# Source
-=-=-=-=-
Former airport of Beijing, China (1910–2019)

Beijing Nanyuan Airport was a People's Liberation Army Air Force Base and a secondary commercial airport of Beijing, the capital of China. Located in Fengtai District, 3 km south of the 4th Ring Road and 13 km from Tiananmen Square, Nanyuan Airport was first opened in 1910, making it the oldest airport in China. It was the main operating base for China United Airlines, which was also the airport's sole airline.

Nanyuan Airport ceased civil operations on 25 September 2019, after all commercial passenger flights (operated by China United Airlines) were moved to the newly opened Beijing Daxing International Airport. It remained operational as a People's Liberation Army Air Force military base for 5 more days until 30 September 2019, when the Beijing Nanjiao Airport (known as "New Nanyuan Airport" during construction, adjacent to Beijing Daxing Airport) opened.

==History==
The first aircraft landed in the Nanyuan area in 1904 . In July 1907, the government built rudimentary runways in Nanyuan's Yijun training ground (also known as the Wulidian soldier training ground) and used it for a light aircraft purchased from France.

In August 1910, the Qing government began to establish air transportation in China with the construction of a factory in Nanyuan to experiment with manufacturing aircraft, thereby officially opening the Nanyuan airport for regular use. Nanyuan airport was the first airport in China and one of the three operational airports opened before 1910s in the world. After the Xinhai Revolution, Yuan Shikai, who followed suggestions from the French advisers, established the first official flying academy in China in 1913, Nanyuan Flying Academy, with Li Ruyan as chief, and purchased 10 French Caudron trainer aircraft for 300,000 silver dollars. After the Second Zhili–Fengtian War, the academy was closed. However, the more than 100 pilots that trained in the academy over 4 terms have played important roles in China's aviation history. Later on, some of them become key persons in civil aviation.
-=-=-=-=-
# Directives
1. Can you turn the paragraph of the Nanyuan Airport text that begins "Nanyuan Airport ceased civil operations" into a short bulleted list that keeps its main facts?
2. Write out the stretch of the Nanyuan Airport text from "Nanyuan Airport ceased" through "purchased from France.".
3. Does the Nanyuan Airport text support each statement? Answer yes or no, quoting the deciding words. (a) The Nanyuan Flying Academy was established in 1913. (b) The academy bought its 10 trainer aircraft from Britain. (c) China United Airlines was the only airline at Nanyuan Airport.
These entries have no connection to the Nanyuan Airport text.

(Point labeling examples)
-=-=-=-=-
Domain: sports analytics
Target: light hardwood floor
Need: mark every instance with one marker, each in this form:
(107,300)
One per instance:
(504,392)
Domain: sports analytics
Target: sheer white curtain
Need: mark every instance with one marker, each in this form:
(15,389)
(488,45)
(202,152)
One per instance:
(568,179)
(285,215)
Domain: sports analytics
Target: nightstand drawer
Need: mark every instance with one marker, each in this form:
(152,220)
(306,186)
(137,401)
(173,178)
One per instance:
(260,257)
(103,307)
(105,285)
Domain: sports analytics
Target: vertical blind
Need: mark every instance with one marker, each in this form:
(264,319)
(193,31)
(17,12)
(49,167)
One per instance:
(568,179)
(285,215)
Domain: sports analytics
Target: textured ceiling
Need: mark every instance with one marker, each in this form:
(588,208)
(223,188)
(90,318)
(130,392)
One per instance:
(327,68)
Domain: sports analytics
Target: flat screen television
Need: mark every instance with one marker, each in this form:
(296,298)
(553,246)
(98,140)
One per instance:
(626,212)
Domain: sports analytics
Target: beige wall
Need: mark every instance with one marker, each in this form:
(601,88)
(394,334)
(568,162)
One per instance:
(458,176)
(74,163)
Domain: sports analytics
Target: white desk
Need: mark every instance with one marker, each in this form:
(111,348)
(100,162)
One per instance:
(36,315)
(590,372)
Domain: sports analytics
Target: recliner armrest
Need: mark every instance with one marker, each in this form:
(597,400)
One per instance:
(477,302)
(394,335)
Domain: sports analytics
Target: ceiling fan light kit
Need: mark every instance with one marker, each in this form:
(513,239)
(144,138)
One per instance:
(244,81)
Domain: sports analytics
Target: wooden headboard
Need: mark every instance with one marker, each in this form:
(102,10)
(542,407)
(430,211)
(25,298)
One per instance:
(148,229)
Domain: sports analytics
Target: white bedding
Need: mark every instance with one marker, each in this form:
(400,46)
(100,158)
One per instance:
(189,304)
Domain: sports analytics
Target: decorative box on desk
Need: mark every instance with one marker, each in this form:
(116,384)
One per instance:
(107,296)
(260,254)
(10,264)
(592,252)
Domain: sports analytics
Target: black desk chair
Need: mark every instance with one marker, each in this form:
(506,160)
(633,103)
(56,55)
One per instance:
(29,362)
-=-=-=-=-
# Responses in order
1.
- Civil operations ended on 25 September 2019.
- All commercial passenger flights, operated by China United Airlines, moved to the newly opened Beijing Daxing International Airport.
- The airport remained a People's Liberation Army Air Force base for 5 more days, until 30 September 2019.
- On that date Beijing Nanjiao Airport opened. It was called "New Nanyuan Airport" during construction and sits adjacent to Beijing Daxing Airport.

2.
Nanyuan Airport ceased civil operations on 25 September 2019, after all commercial passenger flights (operated by China United Airlines) were moved to the newly opened Beijing Daxing International Airport. It remained operational as a People's Liberation Army Air Force military base for 5 more days until 30 September 2019, when the Beijing Nanjiao Airport (known as "New Nanyuan Airport" during construction, adjacent to Beijing Daxing Airport) opened.

==History==
The first aircraft landed in the Nanyuan area in 1904 . In July 1907, the government built rudimentary runways in Nanyuan's Yijun training ground (also known as the Wulidian soldier training ground) and used it for a light aircraft purchased from France.

3.
(a) Yes: "established the first official flying academy in China in 1913, Nanyuan Flying Academy"
(b) No: "purchased 10 French Caudron trainer aircraft for 300,000 silver dollars"
(c) Yes: "which was also the airport's sole airline"